:: Instructions for the task ::
Below are records. Copy every line with "roof" in it.

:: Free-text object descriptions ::
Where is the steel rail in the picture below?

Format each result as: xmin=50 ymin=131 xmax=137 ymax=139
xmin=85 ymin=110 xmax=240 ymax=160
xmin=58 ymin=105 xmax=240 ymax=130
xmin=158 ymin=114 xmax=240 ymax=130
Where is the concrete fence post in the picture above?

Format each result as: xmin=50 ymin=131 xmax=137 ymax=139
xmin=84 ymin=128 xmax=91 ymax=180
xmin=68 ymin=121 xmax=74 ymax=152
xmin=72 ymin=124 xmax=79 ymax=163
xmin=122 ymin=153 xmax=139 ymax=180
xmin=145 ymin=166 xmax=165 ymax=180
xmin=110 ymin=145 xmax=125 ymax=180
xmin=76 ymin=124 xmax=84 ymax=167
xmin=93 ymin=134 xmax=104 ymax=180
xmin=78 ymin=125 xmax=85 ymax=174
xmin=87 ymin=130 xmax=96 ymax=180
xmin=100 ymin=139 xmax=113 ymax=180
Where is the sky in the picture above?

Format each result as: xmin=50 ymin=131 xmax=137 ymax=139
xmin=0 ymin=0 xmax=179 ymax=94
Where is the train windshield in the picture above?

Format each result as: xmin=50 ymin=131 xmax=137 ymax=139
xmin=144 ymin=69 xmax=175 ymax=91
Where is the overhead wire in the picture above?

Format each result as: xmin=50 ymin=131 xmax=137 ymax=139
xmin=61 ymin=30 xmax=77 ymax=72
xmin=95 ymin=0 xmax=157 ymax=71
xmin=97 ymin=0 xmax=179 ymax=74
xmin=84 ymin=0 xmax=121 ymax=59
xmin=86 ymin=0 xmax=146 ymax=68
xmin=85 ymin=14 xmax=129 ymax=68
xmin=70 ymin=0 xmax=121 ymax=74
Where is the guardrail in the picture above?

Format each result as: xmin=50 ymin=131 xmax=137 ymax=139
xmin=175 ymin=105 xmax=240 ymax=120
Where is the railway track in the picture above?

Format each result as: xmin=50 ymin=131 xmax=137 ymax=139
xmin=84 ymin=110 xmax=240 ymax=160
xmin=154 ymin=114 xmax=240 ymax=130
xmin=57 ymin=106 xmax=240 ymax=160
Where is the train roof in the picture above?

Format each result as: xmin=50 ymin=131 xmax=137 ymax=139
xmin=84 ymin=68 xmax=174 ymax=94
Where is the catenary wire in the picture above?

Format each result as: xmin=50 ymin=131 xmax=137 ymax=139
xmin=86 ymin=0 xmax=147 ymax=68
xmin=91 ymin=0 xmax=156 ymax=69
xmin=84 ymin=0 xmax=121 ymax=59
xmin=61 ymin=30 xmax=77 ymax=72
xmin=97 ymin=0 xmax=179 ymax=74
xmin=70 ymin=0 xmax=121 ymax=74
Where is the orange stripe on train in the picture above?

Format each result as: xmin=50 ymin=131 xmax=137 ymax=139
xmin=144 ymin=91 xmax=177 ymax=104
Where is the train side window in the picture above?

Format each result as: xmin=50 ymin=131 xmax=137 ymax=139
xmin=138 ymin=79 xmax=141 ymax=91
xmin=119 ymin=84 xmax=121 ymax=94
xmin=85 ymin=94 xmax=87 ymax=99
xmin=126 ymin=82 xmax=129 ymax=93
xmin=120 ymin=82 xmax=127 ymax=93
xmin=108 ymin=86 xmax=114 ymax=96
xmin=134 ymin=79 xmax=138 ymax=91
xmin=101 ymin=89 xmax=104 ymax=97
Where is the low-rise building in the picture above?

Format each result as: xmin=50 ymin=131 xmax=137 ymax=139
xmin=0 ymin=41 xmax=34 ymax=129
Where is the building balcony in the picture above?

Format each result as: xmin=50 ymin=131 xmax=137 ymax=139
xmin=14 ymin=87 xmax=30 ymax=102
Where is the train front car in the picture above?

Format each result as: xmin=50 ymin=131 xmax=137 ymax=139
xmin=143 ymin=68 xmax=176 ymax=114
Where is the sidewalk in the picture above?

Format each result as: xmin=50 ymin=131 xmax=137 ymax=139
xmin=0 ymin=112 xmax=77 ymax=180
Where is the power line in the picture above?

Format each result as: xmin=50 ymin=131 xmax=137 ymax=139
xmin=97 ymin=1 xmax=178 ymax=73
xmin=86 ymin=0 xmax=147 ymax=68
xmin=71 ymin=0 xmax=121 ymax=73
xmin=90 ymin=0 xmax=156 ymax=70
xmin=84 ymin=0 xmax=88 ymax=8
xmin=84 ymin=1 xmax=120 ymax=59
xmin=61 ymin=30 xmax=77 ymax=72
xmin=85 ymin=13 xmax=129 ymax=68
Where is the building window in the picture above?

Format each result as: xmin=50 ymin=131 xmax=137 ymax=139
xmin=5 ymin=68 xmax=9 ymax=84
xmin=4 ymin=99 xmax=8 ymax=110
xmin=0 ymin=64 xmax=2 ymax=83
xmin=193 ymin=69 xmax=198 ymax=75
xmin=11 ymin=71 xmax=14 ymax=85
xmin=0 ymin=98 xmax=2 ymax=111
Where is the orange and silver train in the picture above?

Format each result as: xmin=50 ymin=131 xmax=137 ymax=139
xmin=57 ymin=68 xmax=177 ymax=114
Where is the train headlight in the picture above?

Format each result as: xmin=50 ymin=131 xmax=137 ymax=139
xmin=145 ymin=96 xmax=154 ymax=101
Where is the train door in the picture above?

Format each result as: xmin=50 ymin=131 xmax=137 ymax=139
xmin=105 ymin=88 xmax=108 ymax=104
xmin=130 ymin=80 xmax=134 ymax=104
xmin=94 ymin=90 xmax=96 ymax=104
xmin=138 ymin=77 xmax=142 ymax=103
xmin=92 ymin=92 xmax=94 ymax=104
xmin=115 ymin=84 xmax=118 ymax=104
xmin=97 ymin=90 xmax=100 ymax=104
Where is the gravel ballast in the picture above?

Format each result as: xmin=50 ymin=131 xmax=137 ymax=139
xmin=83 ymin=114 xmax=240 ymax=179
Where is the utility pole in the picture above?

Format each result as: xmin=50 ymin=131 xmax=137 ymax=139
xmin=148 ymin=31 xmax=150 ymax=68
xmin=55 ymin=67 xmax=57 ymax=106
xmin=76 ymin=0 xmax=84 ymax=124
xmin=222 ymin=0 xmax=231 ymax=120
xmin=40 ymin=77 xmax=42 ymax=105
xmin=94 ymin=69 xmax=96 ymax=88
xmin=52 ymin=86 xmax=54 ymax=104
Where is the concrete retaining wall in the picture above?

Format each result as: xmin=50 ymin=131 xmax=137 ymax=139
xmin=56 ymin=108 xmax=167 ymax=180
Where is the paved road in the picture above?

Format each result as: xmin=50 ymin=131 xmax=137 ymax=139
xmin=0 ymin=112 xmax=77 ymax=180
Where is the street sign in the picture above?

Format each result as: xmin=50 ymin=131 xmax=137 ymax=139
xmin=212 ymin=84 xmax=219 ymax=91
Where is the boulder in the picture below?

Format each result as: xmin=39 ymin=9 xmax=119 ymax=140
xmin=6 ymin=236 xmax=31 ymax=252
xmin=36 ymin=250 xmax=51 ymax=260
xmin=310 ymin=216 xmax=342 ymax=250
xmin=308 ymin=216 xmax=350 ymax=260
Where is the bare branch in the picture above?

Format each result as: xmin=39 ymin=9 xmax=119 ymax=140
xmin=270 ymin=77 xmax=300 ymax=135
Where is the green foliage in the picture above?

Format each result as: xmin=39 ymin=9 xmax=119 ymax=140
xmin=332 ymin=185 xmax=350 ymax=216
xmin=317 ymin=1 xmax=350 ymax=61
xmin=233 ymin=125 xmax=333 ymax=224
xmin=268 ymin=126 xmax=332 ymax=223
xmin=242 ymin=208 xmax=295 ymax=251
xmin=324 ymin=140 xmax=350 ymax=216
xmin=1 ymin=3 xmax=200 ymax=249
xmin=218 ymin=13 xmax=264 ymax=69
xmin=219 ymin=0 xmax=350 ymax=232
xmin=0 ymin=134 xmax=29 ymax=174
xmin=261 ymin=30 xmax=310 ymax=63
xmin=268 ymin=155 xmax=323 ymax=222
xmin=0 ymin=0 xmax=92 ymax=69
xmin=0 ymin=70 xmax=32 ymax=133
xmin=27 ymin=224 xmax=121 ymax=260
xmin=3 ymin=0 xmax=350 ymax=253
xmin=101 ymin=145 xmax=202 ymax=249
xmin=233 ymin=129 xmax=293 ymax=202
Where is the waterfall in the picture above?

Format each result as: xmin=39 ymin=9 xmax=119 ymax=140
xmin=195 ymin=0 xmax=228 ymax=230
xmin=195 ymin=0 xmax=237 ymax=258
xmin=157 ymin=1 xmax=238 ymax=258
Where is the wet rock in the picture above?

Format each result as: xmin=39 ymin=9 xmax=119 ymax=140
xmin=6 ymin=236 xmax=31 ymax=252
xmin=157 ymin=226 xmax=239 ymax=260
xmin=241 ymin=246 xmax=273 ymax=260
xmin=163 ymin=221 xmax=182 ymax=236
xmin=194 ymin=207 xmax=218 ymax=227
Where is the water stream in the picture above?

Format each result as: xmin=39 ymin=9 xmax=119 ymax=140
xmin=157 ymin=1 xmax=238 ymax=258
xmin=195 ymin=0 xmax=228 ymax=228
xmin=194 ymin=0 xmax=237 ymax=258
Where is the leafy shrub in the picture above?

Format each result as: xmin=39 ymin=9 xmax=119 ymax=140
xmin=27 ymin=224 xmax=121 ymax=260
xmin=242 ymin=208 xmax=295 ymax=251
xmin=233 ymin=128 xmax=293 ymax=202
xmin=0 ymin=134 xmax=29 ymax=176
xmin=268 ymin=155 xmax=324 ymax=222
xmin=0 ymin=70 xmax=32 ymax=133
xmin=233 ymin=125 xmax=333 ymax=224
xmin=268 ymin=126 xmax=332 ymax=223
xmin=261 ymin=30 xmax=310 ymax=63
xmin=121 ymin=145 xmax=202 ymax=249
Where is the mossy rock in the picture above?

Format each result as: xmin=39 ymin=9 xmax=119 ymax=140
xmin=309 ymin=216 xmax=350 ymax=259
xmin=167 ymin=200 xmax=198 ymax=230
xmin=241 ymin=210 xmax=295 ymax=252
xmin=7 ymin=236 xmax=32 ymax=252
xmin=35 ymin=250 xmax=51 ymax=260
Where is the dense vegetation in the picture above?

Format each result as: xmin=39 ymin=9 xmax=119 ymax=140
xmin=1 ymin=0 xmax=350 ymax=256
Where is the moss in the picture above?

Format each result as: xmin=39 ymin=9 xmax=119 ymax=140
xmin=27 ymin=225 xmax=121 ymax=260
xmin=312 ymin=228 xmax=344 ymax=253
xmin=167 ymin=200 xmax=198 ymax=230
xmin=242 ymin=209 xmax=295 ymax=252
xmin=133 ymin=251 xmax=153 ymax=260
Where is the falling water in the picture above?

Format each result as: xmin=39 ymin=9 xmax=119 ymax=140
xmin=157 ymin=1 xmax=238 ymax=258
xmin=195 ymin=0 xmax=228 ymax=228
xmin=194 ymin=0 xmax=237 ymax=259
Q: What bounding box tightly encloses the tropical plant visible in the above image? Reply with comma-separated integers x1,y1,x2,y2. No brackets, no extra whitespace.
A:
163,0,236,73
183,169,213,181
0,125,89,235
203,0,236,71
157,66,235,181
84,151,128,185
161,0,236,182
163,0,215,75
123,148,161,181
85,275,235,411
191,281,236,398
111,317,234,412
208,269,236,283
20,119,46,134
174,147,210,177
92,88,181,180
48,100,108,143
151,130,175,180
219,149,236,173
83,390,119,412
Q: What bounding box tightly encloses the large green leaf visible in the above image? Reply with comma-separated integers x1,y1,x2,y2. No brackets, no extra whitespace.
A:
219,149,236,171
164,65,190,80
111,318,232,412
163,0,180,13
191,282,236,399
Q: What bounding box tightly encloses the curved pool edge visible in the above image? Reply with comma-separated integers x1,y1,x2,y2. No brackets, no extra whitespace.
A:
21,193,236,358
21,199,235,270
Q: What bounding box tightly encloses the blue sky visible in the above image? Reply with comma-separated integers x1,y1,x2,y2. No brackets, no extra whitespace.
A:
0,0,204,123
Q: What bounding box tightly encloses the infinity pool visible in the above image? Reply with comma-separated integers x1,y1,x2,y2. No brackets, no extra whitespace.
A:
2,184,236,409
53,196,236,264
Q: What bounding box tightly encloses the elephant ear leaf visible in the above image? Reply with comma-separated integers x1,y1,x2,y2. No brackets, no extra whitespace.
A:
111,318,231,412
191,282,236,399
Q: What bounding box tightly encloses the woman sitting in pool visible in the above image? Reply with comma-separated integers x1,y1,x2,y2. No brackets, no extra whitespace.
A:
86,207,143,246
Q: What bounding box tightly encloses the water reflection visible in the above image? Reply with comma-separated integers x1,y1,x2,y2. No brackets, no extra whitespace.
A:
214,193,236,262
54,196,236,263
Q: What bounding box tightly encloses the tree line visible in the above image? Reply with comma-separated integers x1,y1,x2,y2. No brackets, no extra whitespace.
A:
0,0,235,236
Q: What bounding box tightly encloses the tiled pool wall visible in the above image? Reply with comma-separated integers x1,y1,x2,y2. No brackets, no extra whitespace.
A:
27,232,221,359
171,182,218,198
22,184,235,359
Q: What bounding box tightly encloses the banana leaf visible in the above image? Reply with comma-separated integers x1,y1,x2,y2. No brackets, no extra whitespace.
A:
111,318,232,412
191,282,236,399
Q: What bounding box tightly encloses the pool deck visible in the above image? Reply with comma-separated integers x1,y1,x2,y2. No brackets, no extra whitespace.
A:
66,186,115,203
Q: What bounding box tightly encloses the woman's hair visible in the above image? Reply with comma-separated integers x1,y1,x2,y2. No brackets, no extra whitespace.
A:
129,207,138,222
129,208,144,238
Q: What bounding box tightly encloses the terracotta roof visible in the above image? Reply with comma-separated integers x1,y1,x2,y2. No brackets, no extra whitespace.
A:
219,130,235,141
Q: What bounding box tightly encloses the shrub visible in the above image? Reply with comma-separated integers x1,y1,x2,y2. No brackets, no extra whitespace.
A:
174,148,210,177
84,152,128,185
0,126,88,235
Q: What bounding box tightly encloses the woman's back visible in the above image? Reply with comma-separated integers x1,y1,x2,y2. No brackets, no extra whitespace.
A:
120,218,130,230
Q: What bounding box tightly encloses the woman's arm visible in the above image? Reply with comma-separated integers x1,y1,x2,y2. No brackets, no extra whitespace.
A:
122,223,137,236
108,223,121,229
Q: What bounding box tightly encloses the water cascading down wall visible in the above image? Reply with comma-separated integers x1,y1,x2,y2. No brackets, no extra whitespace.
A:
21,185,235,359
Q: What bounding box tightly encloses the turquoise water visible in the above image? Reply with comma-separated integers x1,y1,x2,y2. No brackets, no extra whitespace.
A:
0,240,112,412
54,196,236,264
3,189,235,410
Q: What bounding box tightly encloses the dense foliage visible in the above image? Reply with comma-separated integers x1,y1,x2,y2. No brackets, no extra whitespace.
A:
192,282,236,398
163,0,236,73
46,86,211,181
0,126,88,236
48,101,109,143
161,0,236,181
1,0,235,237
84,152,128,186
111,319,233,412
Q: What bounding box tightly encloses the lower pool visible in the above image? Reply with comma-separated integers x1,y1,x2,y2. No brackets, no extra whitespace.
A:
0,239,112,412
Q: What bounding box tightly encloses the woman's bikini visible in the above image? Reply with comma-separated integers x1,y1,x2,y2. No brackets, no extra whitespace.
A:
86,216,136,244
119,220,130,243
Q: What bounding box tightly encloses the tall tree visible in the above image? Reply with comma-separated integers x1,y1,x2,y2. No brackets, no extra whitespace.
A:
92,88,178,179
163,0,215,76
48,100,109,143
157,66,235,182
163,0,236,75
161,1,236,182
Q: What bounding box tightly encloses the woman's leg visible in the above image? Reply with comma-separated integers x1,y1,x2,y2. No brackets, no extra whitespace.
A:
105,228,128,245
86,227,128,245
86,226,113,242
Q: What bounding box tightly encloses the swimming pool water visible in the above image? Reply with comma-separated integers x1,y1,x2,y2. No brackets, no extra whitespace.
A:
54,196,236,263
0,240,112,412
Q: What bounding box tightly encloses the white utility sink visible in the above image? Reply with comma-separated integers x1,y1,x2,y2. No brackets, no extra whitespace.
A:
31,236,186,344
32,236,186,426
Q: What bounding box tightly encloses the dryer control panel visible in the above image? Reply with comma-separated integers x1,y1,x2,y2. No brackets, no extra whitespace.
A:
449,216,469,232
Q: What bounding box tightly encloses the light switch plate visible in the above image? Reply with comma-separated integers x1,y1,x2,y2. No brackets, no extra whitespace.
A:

:: Expected output ::
Where is the train roof in the picture above?
Q: What bounding box tightly encloses the terracotta roof visible in the above image? Reply with comma-separated integers x1,y1,x2,y2. No brackets, no extra whitespace.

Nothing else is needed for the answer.